— Written exercise —
Reproduce every record below exactly as written, but leave out any pictures.

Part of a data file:
■ ■ ■ ■ ■

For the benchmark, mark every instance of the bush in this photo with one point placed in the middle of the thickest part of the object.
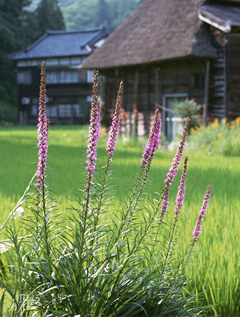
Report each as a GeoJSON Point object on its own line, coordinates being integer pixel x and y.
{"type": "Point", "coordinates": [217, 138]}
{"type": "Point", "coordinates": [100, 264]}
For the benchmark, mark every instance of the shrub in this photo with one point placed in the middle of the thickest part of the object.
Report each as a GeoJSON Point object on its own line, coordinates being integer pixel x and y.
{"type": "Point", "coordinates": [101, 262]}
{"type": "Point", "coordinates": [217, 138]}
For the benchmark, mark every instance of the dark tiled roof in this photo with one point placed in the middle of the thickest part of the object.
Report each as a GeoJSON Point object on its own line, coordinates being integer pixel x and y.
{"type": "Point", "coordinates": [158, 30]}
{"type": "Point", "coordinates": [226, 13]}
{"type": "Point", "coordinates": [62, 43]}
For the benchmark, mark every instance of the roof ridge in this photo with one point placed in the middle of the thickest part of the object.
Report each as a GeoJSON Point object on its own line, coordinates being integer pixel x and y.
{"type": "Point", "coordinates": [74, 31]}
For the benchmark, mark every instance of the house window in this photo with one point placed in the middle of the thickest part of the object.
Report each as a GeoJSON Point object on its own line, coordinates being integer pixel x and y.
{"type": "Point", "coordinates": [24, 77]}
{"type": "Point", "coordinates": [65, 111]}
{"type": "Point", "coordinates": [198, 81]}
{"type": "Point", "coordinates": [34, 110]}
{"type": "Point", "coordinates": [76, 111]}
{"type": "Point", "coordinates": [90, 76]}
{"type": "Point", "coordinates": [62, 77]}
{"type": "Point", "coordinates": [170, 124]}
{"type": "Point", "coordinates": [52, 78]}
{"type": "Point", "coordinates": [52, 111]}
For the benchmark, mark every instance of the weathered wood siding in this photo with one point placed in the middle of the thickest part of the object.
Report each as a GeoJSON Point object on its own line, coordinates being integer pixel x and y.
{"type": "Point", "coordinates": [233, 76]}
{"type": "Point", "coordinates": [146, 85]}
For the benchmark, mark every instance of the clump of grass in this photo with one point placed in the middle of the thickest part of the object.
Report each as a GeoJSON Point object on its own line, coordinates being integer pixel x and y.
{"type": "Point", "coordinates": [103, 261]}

■ ■ ■ ■ ■

— Solution to the problem —
For the benchmark, mark every instance of the bush in this photo with one point placed in the middle of the thickest part of the object.
Report each as a GeoJSON Point object on its own line, coordinates being integer pixel x and y.
{"type": "Point", "coordinates": [217, 138]}
{"type": "Point", "coordinates": [100, 264]}
For the benchmark, mark every instance of the shrub in this photo with one point placed in the middle of the thickest part of the object.
Report each as a GeoJSON Point object on its own line, coordinates being integer pixel x and y.
{"type": "Point", "coordinates": [101, 262]}
{"type": "Point", "coordinates": [217, 138]}
For the benchmark, mark every instance of the dark tiled roof in this photo with one point placed in the middle of the thickest part of the object.
Report each as a GeoJSON Point object on its own line, coordinates being integer pixel x and y.
{"type": "Point", "coordinates": [158, 30]}
{"type": "Point", "coordinates": [226, 13]}
{"type": "Point", "coordinates": [62, 43]}
For the benchmark, mark every instance of the roof ridge in this photo with one point placed in the middle of the thickest part of the object.
Report each as a GeoJSON Point object on its own line, coordinates being integer pixel x and y.
{"type": "Point", "coordinates": [74, 31]}
For the benchmark, mark every instance of the house window in this photo with one point placed in the middle of the thickest part of the object.
Report each as a GeoJSON Point object on its own line, coordinates being integer pixel x and y.
{"type": "Point", "coordinates": [24, 77]}
{"type": "Point", "coordinates": [65, 111]}
{"type": "Point", "coordinates": [198, 81]}
{"type": "Point", "coordinates": [34, 110]}
{"type": "Point", "coordinates": [76, 111]}
{"type": "Point", "coordinates": [90, 76]}
{"type": "Point", "coordinates": [62, 77]}
{"type": "Point", "coordinates": [170, 124]}
{"type": "Point", "coordinates": [52, 78]}
{"type": "Point", "coordinates": [52, 111]}
For the benchmark, mark every instance of the weathered wood siding in this photo with one point placed in the middle of the thickest part of the object.
Report each as a GeoJSON Point object on its own line, coordinates being integer pixel x and y.
{"type": "Point", "coordinates": [233, 76]}
{"type": "Point", "coordinates": [146, 85]}
For the benchmark, mark every instance of the clump of grass in this photo with one point placed in the middle of the thickest part of the object.
Report each as a GeoJSON Point object on its own line, coordinates being integer pixel x and y.
{"type": "Point", "coordinates": [103, 261]}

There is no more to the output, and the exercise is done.